ASSIGNMENT. From the letter to a distracted driver, reproduce word for word the passage that starts with "I have to drive" and finishes with "needn’t be taken.".

EXCERPT TO READ Block Start

Dear DD (Distracted Driver):
I saw you the other day from my car on the way to one of my many errands but you didn’t notice me. You couldn’t have. You were too busy talking on your cell–and it wasn’t even hands-free–when your attention should have been on the road.
May I ask you a question? What were you thinking? More specifically: Are you thinking?
Perhaps you believe you’ve got the uncanny ability to balance the responsibility of a potentially dangerous machine with your everyday activities. You don’t. No one does. According to Distraction.gov, several states have banned hand-held phone use and texting for all drivers. Stricter rules apply for novice drivers. (http://www.distraction.gov/content/get-the-facts/state-laws.html)
Pricey traffic tickets and points on your license may not deter you. I cannot understand why possibly being responsible for a disaster wouldn’t. The Center for Disease Control and Prevention says that in 2011, 3,331 people were killed in crashes involving distracted driving. In the same year, 387,000 people were injured in motor vehicle crashes also involving distracted driving. Each day, says the CDCP, at least 9 people are killed and more than 1,060 people are injured in crashes where distracted driving is responsible. (http://www.cdc.gov/motorvehiclesafety/distracted_driving/)
I have to drive for two when I think you aren’t paying attention. Once I see you on the phone (or texting or eating or otherwise doing something other than driving), my defenses are heightened, knowing yours are compromised. I implore you to leave your ego at home and put maturity and sense in the car with you.
My 17-year old will be on the road soon with a freshly minted driver’s license. When she walks out the door, I cannot keep her safe. It’s a level-orange fear a parent has for her child. Please don’t contribute to an already scary world by creating an unnecessary danger and a risk that needn’t be taken.

EXCERPT TO READ Block End
INFORMATION SUPPLIED Block Start

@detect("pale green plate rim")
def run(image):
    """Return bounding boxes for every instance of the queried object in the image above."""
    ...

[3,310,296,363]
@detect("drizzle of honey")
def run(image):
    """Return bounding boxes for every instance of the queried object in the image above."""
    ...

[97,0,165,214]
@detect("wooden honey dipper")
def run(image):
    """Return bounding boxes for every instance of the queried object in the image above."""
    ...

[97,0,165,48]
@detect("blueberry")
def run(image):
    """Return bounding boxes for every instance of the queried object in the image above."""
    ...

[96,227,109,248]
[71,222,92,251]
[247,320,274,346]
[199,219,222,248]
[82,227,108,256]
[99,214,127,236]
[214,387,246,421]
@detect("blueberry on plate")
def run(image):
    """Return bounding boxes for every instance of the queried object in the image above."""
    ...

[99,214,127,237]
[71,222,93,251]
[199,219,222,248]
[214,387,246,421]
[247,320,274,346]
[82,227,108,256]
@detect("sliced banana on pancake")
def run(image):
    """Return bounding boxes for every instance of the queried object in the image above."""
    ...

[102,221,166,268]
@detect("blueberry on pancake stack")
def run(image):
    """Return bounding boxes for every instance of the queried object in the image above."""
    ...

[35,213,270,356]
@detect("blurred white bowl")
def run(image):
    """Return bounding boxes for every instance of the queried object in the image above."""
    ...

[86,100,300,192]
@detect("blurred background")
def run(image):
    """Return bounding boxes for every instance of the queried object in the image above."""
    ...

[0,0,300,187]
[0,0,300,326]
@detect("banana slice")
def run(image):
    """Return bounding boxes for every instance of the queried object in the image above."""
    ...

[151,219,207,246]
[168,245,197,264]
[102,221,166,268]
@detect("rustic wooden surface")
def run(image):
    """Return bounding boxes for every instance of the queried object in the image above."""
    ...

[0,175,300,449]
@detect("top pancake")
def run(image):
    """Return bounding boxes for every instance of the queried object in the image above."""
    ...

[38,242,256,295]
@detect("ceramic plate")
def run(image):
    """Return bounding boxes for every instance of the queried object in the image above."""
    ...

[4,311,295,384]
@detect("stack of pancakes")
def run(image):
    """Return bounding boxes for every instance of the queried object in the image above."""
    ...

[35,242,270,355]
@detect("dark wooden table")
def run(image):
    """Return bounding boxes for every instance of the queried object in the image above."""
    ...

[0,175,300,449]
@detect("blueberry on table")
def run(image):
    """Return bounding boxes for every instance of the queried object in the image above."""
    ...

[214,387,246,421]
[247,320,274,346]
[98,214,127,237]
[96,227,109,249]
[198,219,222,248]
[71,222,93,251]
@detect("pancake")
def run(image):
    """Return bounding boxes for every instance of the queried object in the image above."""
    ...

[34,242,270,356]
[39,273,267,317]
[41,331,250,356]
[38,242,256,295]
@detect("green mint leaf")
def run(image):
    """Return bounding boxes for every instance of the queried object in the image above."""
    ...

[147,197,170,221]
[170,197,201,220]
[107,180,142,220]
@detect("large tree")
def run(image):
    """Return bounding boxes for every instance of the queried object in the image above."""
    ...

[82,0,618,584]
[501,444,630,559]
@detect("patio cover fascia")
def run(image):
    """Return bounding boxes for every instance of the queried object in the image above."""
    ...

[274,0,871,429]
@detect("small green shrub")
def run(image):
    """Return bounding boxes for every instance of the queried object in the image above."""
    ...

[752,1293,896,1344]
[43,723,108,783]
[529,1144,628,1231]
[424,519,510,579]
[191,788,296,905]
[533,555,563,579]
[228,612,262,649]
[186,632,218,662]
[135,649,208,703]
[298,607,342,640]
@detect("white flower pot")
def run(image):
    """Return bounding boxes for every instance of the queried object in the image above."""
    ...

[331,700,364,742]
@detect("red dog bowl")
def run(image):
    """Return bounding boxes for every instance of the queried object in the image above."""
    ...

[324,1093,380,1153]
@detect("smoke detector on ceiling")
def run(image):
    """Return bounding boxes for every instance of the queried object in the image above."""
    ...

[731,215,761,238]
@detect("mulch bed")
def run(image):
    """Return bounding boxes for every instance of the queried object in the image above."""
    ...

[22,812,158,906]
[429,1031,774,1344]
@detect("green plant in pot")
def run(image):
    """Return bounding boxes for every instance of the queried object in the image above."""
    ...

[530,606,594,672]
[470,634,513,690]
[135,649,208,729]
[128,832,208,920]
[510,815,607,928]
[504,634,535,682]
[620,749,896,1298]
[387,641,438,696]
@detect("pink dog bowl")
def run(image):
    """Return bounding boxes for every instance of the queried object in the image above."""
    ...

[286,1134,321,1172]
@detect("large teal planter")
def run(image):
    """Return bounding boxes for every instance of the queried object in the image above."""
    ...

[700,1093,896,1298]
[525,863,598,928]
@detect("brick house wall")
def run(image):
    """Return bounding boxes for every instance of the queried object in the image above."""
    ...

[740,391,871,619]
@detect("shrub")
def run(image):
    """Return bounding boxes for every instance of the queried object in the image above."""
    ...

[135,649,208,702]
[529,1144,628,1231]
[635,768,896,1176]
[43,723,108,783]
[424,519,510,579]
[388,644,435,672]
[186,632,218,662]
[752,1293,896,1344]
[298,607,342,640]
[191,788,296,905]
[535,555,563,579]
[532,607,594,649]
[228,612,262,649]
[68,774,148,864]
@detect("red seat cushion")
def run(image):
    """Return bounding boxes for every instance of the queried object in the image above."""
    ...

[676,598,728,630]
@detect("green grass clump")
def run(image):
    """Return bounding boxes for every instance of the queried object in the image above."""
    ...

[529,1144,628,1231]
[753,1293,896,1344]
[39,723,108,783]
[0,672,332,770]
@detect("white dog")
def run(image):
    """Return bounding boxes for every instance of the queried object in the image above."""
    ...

INFORMATION SUPPLIED Block End

EXPECTED OUTPUT.
I have to drive for two when I think you aren’t paying attention. Once I see you on the phone (or texting or eating or otherwise doing something other than driving), my defenses are heightened, knowing yours are compromised. I implore you to leave your ego at home and put maturity and sense in the car with you.
My 17-year old will be on the road soon with a freshly minted driver’s license. When she walks out the door, I cannot keep her safe. It’s a level-orange fear a parent has for her child. Please don’t contribute to an already scary world by creating an unnecessary danger and a risk that needn’t be taken.